▶ **What is being asked**: Collect every line of the items that follow which contains the word "above".

**** Provided records ****

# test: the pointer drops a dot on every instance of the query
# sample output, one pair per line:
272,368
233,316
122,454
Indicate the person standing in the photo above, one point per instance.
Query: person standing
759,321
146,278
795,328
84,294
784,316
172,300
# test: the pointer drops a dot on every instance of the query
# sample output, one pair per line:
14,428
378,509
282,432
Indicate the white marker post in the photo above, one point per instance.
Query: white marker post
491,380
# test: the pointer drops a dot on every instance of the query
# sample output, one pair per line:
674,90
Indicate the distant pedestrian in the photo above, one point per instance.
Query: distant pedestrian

****
**** Provided records ****

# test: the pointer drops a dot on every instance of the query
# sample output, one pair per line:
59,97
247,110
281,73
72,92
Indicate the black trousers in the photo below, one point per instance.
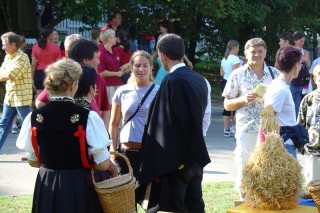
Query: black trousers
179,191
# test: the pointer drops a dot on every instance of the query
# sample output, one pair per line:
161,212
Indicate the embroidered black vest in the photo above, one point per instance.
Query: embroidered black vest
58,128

****

▶ **Reply**:
Indicate the person standing in the photo above, one point per instance.
Indicate the white marker post in the photo above, one point per instance.
Indicate the distant pedestrian in the photo above, one point per instance.
Indicate the embroidered black vest in the photo above, one point per instance.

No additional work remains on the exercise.